___ READING TEXT

Field of Invention

The invention relates to a modular converter that comprises the necessary modules (sometimes called cells or submodules) to extinguish the current produced by a DC fault and to disconnect the converter from the defective DC line. The present invention also relates to a method that performs the steps for mitigating the effects of said current with the proposed modular converter.

State of the Art

The modular multilevel converter (MMC) was disclosed by A. Lesnicar and R. Marquardt in articles such as "An Innovative Modular Multilevel Converter Topology Suitable for a Wide Power Range" and "A new modular voltage source inverter topology" in 2003. This topology usually comprises a 3-phase AC connection and a 2- node DC connection with a branch between each combination of an AC phase and a DC node. The original topology disclosed in said articles used a half-bridge circuit for each module in the branches, all of them orientated in the same direction.

However, as R. Marquardt has later stated in "Modular Multilevel Converter: A universal concept for HVDC-Networks and extended DC-Bus-applications" and in "Modular Multilevel Topologies with DC-Short Circuit Current Limitation" (dating from 2010 and 201 1 respectively) these types of modules are unable of extinguishing branch overcurrent induced by a short circuit in the DC line. As an alternative two other known topologies are presented for the modules: the full bridge and the clamp-double- submodule. Both of them allow the converter to have branch voltages which oppose the current in both directions. The clamp-double-submodule is usually better suited since the full-bridge cell requires more controllable semiconductors while not adding any special advantage (this may depend on the application).

The patent application WO2012103936 combines full-bridge modules with half-bridge modules to solve the same problem. This alternative uses less diodes than the clamp- double-submodule, although it requires the full-bridge modules capacitors to store more energy in case of a fault since only these capacitors will absorb energy when extinguishing the current.

______
___ DATA SEGMENT

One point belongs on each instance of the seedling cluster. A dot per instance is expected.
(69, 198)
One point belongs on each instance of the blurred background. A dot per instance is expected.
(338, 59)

______

**WHAT THE EXERCISE ASKS**
Edit the modular converter text by writing out the stretch starting with "The modular multilevel" and going on through "the same direction.", putting "half-bridge topology" in place of "half-bridge circuit".

**SOLUTION**
The modular multilevel converter (MMC) was disclosed by A. Lesnicar and R. Marquardt in articles such as "An Innovative Modular Multilevel Converter Topology Suitable for a Wide Power Range" and "A new modular voltage source inverter topology" in 2003. This topology usually comprises a 3-phase AC connection and a 2- node DC connection with a branch between each combination of an AC phase and a DC node. The original topology disclosed in said articles used a half-bridge topology for each module in the branches, all of them orientated in the same direction.